▶ [Written exercise] Can you copy word for word the lines running from the one containing "segment: ground cover plant" through the end of the lines below?

■ ■ ■ ■ ■ ■ ■

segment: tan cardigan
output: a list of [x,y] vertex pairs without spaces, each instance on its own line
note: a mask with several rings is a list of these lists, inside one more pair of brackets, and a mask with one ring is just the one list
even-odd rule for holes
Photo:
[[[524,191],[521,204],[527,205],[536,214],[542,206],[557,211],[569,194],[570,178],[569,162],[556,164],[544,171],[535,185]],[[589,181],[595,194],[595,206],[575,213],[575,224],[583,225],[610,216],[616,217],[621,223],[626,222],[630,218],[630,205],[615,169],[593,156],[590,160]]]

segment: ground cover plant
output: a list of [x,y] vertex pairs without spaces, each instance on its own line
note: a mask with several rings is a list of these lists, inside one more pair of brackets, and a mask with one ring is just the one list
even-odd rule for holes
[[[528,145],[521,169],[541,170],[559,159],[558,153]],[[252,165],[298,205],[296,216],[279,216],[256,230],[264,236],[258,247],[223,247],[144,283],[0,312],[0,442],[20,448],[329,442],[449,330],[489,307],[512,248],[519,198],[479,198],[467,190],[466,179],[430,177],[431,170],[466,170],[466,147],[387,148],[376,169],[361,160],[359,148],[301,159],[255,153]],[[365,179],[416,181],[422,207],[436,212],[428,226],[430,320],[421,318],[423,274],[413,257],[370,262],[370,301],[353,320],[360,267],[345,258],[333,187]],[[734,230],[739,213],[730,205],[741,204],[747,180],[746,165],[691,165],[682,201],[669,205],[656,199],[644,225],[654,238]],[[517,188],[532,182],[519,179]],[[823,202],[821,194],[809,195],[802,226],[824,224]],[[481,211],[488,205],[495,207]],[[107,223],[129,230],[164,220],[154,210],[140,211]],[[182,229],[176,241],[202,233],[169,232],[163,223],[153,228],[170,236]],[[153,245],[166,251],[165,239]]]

■ ■ ■ ■ ■ ■ ■

▶ [Expected answer]
segment: ground cover plant
output: a list of [x,y] vertex pairs without spaces, each instance on its own line
note: a mask with several rings is a list of these lists, inside one more pair of brackets, and a mask with one ring is just the one list
even-odd rule for holes
[[[528,145],[521,169],[541,170],[559,159],[558,153]],[[252,165],[298,205],[296,216],[279,216],[256,230],[264,236],[258,247],[223,247],[144,283],[0,312],[0,442],[20,448],[329,442],[449,330],[489,307],[512,248],[519,198],[479,198],[467,190],[466,179],[430,177],[431,170],[466,170],[466,147],[387,148],[376,169],[361,160],[359,148],[301,159],[255,153]],[[365,179],[416,181],[422,207],[436,212],[428,226],[430,320],[421,318],[423,274],[413,257],[370,262],[370,301],[353,320],[360,267],[345,258],[333,187]],[[734,230],[739,213],[730,205],[741,204],[747,180],[746,165],[691,165],[682,201],[669,205],[656,199],[644,225],[654,238]],[[517,188],[532,182],[519,179]],[[823,202],[821,194],[809,195],[802,226],[824,224]],[[481,211],[488,205],[495,207]],[[107,223],[129,230],[164,220],[154,210],[140,211]],[[182,229],[176,241],[202,233],[169,232],[163,223],[153,228],[170,236]],[[153,245],[166,251],[165,239]]]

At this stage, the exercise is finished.